» **Reto 1**
Reproduce al pie de la letra el fragmento sobre la lectura compartida, empezando en "En mis años" y terminando en "de confeccionar habanos.".
» **Reto 2**
Escribe la continuación del fragmento sobre la lectura compartida a partir de su última oración.
══ Fragmento original
En mis años de universitario conocí a una docena de psicólogas que compartían un mismo cuarto. Como mujeres invertían mucho tiempo dándose atención a sí mismas: arreglaban sus uñas, trataban sus pies, desenredaban su pelo, organizaban sus cosas. A pesar de ser tantas hacían algo muy particular con la lectura que al mismo tiempo constituía un ejemplo de integralidad y cohesión del grupo. Luego de clases, cuando llegaba ese momento de paz entre el último turno y la comida, una de ellas subía a lo más alto de una litera y desde ahí leía en alta voz un libro para todas. Esto me hacía recordar a los lectores de tabaquería, oficio que todavía perdura en todas las fábricas cubanas de confeccionar habanos.
Resolvían así varios problemas. A veces el libro era codiciado pero también fiado. No podía pasar por las manos de todas las interesadas de manera individual, entonces, al leerlo de esta manera pasaba por el colectivo y podía cumplir el plazo de préstamo. La relación lector – letra impresa no se bloqueaba totalmente pues se rotaban esta tarea y a veces en una misma tarde leían varias según iban cumpliendo o cubriendo los espacios y tareas. Si esta le pintaba las uñas a aquella o la otra salió del baño cambiaban sus posiciones como un equipo de trabajo y otra continuaba la labor. Al final, todas recibían la parte física y sensorial que conlleva el leer un libro, esa relación que como humanos establecemos con el objeto que nos hace reconocerlo y recordarlo: la tipografía de sus letras, los espacios entre caracteres y renglones, el peso del volumen, la textura, rugosidad y tonalidad del papel, la calidad de impresión y encuadernación; todo eso que hace que sepamos que ese libro paso por nuestras mentes, nuestra imaginación y nuestro corazón.
════
══ Información proporcionada
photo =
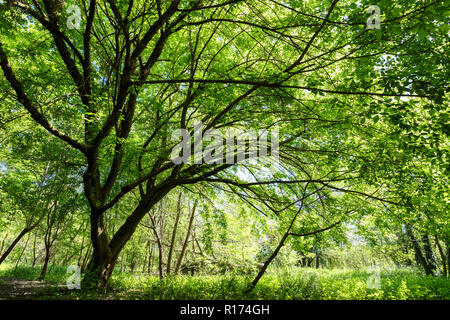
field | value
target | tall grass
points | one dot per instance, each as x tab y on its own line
286	284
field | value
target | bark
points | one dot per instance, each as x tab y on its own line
174	233
442	254
14	243
186	240
3	243
428	253
418	252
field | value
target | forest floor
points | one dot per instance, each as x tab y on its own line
24	289
20	283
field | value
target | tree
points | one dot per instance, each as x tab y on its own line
115	90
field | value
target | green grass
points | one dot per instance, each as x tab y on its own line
294	283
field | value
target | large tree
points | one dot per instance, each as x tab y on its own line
117	85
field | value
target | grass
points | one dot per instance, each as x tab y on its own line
293	283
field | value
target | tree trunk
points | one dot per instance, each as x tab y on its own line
186	240
418	253
442	254
174	233
428	253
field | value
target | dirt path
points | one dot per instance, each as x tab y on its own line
18	289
════
» **Resultado 1**
En mis años de universitario conocí a una docena de psicólogas que compartían un mismo cuarto. Como mujeres invertían mucho tiempo dándose atención a sí mismas: arreglaban sus uñas, trataban sus pies, desenredaban su pelo, organizaban sus cosas. A pesar de ser tantas hacían algo muy particular con la lectura que al mismo tiempo constituía un ejemplo de integralidad y cohesión del grupo. Luego de clases, cuando llegaba ese momento de paz entre el último turno y la comida, una de ellas subía a lo más alto de una litera y desde ahí leía en alta voz un libro para todas. Esto me hacía recordar a los lectores de tabaquería, oficio que todavía perdura en todas las fábricas cubanas de confeccionar habanos.

» **Resultado 2**
Pero con este tipo de esfuerzo en grupo se quebraba una regla elemental de la lectura que otras artes no tienen: el encuentro individual, egoísta o personal -como quieran llamarlo- del consumidor con la obra creada por el artista. Si bien siempre la diversidad de emociones es muy personal un mismo grupo puede recibir de una sola vez una obra musical o de teatro, un cuadro, una escultura una película. Eso no sucede cuando leemos, a no ser, como en este caso, que el libro sea leído para un colectivo en un mismo espacio, algo que pasa poco. Pero si bien así era, cada una de ellas podía en su mundo interior imaginarse lo que escuchaba era leído según su propia imaginación, riqueza o perspectiva interior, o sea, esa esencia de la literatura que es poner a funcionar el calidoscopio individual no se perdía y eso era al fin y al cabo lo más importante. Esas muchachas iban a comer comentando la novela que juntas estaban leyendo, emocionándose con la lectura al mismo tiempo repartida, revelándose los diferentes universos que cada una veía y previendo lo que pasaría en las próximas hojas por venir.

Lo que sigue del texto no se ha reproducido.